## ACTIVITY
For this exercise, repeat exactly the lines below starting at the line holding "Target: dark sunglasses" and ending at the line holding "Expected behaviour: the pointer places one marker on the dome", both included, with no extra lines and no pictures.

## DATA SUPPLIED
○ ○ ○ ○

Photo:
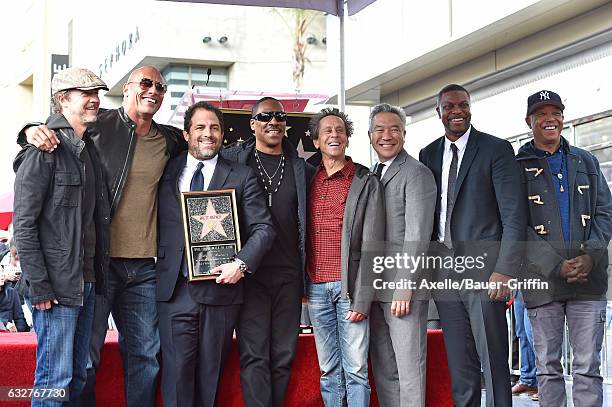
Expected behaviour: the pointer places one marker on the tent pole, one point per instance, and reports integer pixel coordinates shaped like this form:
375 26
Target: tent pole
342 91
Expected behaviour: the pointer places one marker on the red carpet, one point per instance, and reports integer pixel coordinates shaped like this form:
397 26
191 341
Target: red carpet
18 359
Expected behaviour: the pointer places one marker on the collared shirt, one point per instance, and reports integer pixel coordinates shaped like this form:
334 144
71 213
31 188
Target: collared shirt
386 167
326 212
461 143
190 168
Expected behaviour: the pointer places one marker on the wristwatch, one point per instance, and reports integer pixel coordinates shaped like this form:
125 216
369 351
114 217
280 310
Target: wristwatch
242 266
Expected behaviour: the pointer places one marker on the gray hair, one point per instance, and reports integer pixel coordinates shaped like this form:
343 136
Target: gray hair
55 104
387 108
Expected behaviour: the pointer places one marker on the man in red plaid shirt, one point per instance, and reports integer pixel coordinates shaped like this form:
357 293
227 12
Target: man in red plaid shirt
346 215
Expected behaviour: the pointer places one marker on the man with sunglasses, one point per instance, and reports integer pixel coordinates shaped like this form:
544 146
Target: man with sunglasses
133 150
269 320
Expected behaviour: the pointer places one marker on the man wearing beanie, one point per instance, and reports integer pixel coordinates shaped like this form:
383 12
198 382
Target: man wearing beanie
61 218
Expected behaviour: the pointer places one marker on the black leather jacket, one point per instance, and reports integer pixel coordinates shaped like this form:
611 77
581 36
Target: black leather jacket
114 137
48 219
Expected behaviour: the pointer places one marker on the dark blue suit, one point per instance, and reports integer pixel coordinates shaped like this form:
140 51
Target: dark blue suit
488 216
197 319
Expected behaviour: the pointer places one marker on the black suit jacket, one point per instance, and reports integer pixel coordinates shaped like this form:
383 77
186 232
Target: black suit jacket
256 229
489 214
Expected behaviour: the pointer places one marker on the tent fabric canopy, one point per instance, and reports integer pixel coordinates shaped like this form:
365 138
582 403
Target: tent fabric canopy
334 7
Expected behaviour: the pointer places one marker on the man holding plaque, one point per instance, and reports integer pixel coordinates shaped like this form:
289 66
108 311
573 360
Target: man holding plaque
197 318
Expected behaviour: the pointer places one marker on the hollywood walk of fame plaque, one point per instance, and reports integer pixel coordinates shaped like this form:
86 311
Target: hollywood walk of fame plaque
212 235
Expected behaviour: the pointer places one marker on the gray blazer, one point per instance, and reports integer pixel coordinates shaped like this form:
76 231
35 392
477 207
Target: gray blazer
410 200
363 232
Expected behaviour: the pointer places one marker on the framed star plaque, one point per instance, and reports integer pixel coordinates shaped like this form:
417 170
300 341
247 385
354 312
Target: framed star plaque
212 234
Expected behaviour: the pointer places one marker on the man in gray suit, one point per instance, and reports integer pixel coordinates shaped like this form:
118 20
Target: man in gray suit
398 317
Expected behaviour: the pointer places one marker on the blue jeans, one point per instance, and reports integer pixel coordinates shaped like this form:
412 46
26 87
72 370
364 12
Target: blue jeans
525 336
131 299
62 350
342 346
586 320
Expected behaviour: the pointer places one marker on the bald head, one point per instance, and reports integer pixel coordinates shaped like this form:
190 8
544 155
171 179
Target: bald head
143 93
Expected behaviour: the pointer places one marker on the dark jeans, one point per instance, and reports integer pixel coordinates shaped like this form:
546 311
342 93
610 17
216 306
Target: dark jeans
267 331
131 299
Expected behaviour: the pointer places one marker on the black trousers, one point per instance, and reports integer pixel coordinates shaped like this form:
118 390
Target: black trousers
268 328
195 342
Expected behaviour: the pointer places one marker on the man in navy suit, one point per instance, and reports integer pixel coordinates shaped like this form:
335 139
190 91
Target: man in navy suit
479 224
197 319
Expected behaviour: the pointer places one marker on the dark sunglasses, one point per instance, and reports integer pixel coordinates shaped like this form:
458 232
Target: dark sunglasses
267 116
146 83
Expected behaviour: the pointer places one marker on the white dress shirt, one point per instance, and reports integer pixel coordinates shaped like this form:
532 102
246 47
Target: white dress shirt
189 170
461 143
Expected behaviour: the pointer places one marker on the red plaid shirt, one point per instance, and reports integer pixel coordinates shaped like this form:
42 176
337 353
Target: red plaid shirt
326 210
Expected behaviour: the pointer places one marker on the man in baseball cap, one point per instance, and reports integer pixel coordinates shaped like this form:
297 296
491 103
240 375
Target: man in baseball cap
61 218
542 98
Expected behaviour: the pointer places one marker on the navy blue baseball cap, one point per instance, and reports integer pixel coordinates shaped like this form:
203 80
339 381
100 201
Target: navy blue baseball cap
543 97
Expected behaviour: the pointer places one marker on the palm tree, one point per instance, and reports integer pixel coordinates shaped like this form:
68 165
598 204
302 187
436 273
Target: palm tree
297 22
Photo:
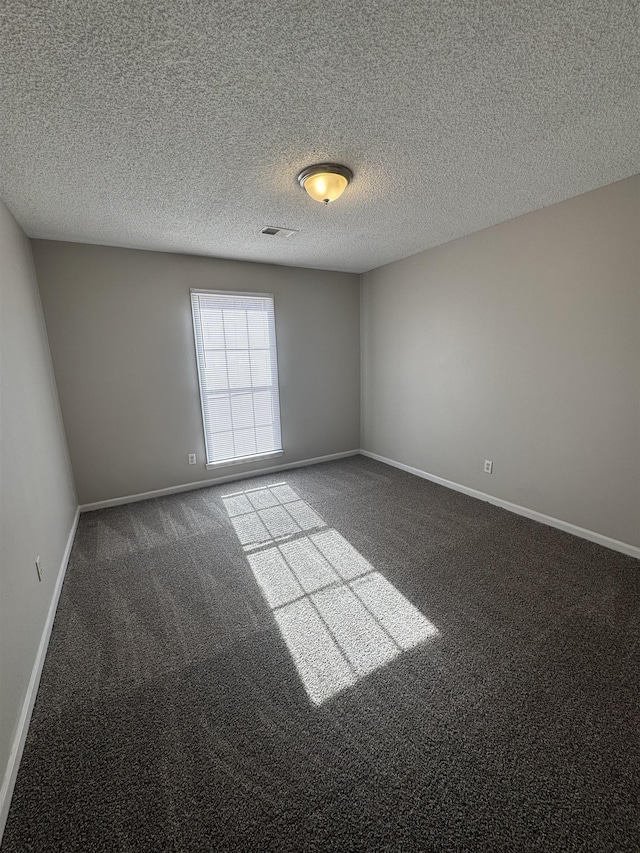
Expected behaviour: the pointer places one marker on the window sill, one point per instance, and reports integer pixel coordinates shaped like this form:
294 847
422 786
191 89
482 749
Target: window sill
243 460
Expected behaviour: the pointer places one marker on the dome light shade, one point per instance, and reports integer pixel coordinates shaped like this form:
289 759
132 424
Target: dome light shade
325 182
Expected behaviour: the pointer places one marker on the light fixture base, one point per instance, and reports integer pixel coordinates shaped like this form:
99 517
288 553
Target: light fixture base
318 188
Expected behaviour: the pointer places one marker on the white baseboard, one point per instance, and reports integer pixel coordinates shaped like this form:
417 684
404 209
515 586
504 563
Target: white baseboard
22 728
214 481
582 532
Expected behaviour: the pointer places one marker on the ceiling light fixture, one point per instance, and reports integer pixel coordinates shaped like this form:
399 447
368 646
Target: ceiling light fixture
325 182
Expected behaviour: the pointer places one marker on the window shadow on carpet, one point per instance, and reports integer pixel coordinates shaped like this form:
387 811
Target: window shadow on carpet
340 618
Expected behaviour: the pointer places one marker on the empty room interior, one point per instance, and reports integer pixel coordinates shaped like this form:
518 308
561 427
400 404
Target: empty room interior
320 426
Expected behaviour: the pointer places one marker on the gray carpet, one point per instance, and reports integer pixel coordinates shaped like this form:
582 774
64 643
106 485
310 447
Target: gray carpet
358 660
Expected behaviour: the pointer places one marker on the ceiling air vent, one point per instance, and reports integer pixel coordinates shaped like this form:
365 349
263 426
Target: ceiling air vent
274 231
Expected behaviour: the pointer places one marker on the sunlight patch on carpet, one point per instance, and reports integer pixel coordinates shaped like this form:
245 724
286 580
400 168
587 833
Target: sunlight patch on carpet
340 618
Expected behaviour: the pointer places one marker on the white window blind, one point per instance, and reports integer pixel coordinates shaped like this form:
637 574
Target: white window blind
235 338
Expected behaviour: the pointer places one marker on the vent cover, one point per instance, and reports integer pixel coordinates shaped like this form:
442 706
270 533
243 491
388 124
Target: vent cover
274 231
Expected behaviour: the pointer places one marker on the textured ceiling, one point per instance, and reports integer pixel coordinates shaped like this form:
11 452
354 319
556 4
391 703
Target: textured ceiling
181 126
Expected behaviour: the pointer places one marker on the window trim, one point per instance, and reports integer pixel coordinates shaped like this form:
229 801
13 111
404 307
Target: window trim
236 460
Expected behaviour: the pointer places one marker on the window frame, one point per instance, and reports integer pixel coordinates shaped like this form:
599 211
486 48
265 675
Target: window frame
234 460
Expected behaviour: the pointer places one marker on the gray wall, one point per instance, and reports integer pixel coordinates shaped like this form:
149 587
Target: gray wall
37 498
120 329
519 344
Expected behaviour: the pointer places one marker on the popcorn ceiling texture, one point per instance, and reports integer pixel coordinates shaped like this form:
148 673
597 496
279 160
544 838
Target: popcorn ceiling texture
181 126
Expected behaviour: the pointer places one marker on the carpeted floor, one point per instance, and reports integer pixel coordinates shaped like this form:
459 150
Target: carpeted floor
336 658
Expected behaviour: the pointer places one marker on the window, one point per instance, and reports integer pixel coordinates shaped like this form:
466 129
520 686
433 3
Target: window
235 338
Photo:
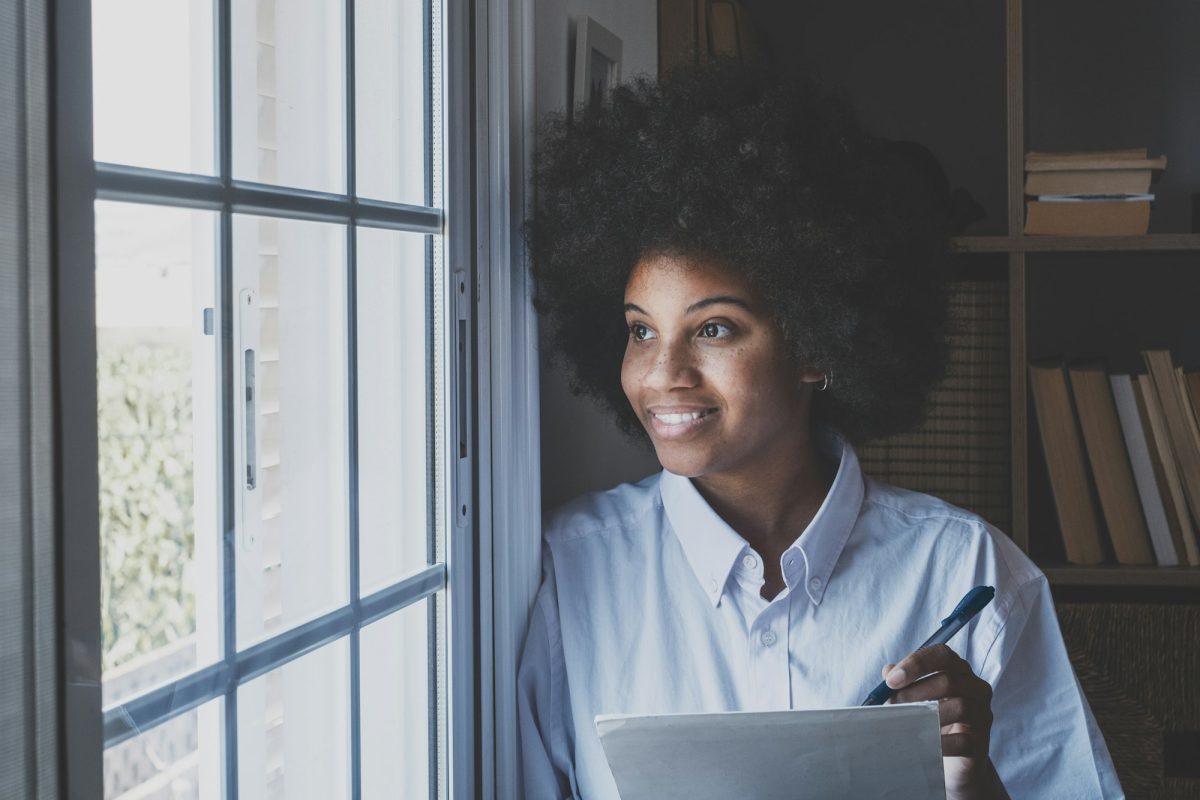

○ ○ ○ ○

## WORKED SOLUTION
Target: dark sunglasses
267 116
146 83
Expected behaviour: the pointer places one marker on the white dress shirt, one point per instance, and reports integer pixel coordinates shaped like this form:
532 102
246 47
Target: white dress shirt
189 170
461 143
Expected behaviour: the pointer places one marker on the red plaid shirt, one point per instance, and reports integer pixel coordinates shaped like this form:
42 176
337 353
Target: red plaid shirt
326 210
Expected behaviour: the pointer places one marker on the man in baseball cap, one point per instance, and reports integer pixel coordinates shaped like this form:
297 296
491 103
240 375
Target: man in baseball cap
61 218
542 98
Expected behaviour: the pointer places one marker on the navy blue baseball cap, one point per instance, and reports integer pixel coordinates shaped like this form:
203 80
339 381
100 201
Target: navy blue baseball cap
543 97
Expected behaviour: the pointer places one marker on the palm tree, one point per instance, and reports integer pixel coordinates shaped like this form:
68 165
598 204
302 187
436 273
Target: palm tree
297 22
Photo:
Expected behaviour: the pointer places one marker on the window sill, one point per instance, and reports integer pixel coordinates shaped like this form:
294 847
422 786
191 89
482 749
Target: window sill
243 460
Expected behaviour: the pointer places one marker on the dome light shade, one point per instance, and reports integer pixel coordinates shaped like this form:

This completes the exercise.